== Text block ==
BookmarkSubscribeRSS Feed
🔒 This topic is solved and locked. Need further help from the community? Please sign in and ask a new question.
sam369
Obsidian | Level 7


Hi ALL,

I have Qucik Question, Like i  have final output in RTF. So what i want to do is retrive that data into sas data set?

For Example I have a data in My Rtf Is like this

   ATCTERM/PTERMS                                                                                   trt1              trt2                total 

Subjects with >=1 Concomitant Med                                                        100 ( 99.6)      900 ( 98.8)     1000 ( 99.2)                    

                                                                                                                                         

3-OXOANDROSTEN (4) DERIVATIVES                                                        8 (  0.8)        1 (  0.2)             9 (  0.5)                 TESTOSTERONE                                                                                      4 (  0.8)        7 (  0.2)              5 (  0.5)                      

                                                                                                                                         

ACE INHIBITORS AND CALCIUM CHANNEL BLOCKERS                            7(  1.2)        2 (  0.4)              9 (  0.8)                  

   AMLODIPINE BESYLATE W/BENAZEPRIL HYDROCHLOR.                     9 (  1.2)        2 (  0.4)              8 (  0.8)                 

                                                                                                                                         

ACE INHIBITORS AND DIURETICS                                                            63(  1.2)        0 (  0.0)               63 (  0.6)                   

   BI PREDONIUM                                                                                    2 7(  0.4)        0 (  0.0)                2 (  0.2)                     

   CIBADREX                                                                                           10(  0.2)        0 (  0.0)                 1 (  0.1)
===
== Dataset excerpts ==
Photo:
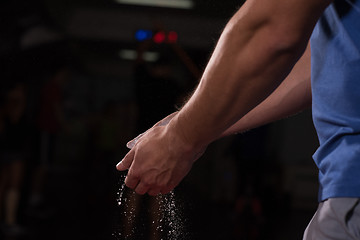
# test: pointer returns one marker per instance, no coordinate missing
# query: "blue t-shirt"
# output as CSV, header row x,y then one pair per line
x,y
335,49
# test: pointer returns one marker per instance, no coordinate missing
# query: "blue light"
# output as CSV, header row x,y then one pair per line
x,y
142,35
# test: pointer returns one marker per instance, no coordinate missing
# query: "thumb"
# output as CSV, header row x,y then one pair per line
x,y
126,162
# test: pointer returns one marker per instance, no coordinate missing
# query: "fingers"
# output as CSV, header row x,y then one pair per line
x,y
132,143
126,162
132,182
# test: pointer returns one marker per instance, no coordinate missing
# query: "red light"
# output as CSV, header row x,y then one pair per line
x,y
159,37
172,37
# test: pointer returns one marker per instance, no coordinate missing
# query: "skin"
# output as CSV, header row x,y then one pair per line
x,y
256,51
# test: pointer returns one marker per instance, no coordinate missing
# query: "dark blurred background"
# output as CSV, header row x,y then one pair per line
x,y
79,78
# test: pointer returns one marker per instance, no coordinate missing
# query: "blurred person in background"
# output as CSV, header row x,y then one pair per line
x,y
14,150
260,72
50,121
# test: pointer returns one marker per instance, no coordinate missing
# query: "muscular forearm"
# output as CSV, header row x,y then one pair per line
x,y
292,96
249,62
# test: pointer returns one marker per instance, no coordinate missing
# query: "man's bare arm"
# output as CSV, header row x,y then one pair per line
x,y
291,97
257,49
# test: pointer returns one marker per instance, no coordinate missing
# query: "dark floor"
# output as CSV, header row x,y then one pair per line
x,y
82,206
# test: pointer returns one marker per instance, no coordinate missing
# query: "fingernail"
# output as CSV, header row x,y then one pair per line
x,y
117,165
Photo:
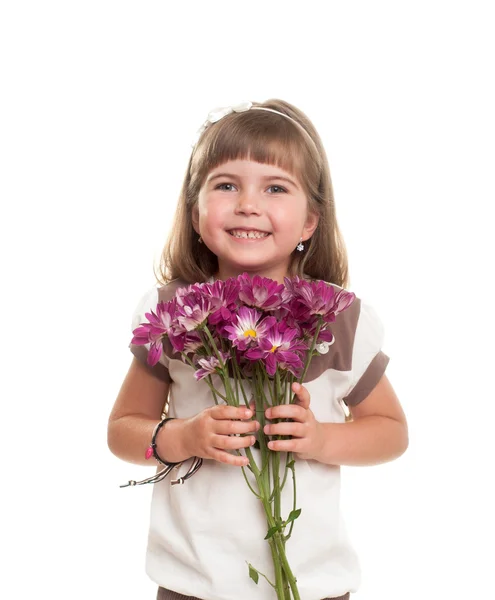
===
_Task directions:_
Continue the forum post about getting RTF table data into a SAS data set, starting right after its last line.

_Answer space:_
   SALUTEC                                                                                            14 (  0.2)        0 (  0.0)                 1 (  0.1)                      

   ZESTORETIC                                                                                         2 (  0.4)        0 (  0.0)                 2 (  0.2)                     

                                                                                                                                         

ACE INHIBITORS, PLAIN                                                                      104 ( 20.6)      115 ( 22.7)           219 ( 21.6)                      

   BENAZEPRIL                                                                                       8 (  1.6)        6 (  1.2)                14 (  1.4)                      

   CAPTOPRIL                                                                                         5 (  1.0)        2 (  0.4)                  7 (  0.7)                       

   CILAZAPRIL                                                                                         1 (  0.2)        0 (  0.0)                  1 (  0.1)                       

   ENALAPRIL                                                                                       20 (  4.0)       32 (  6.3)                52 (  5.1)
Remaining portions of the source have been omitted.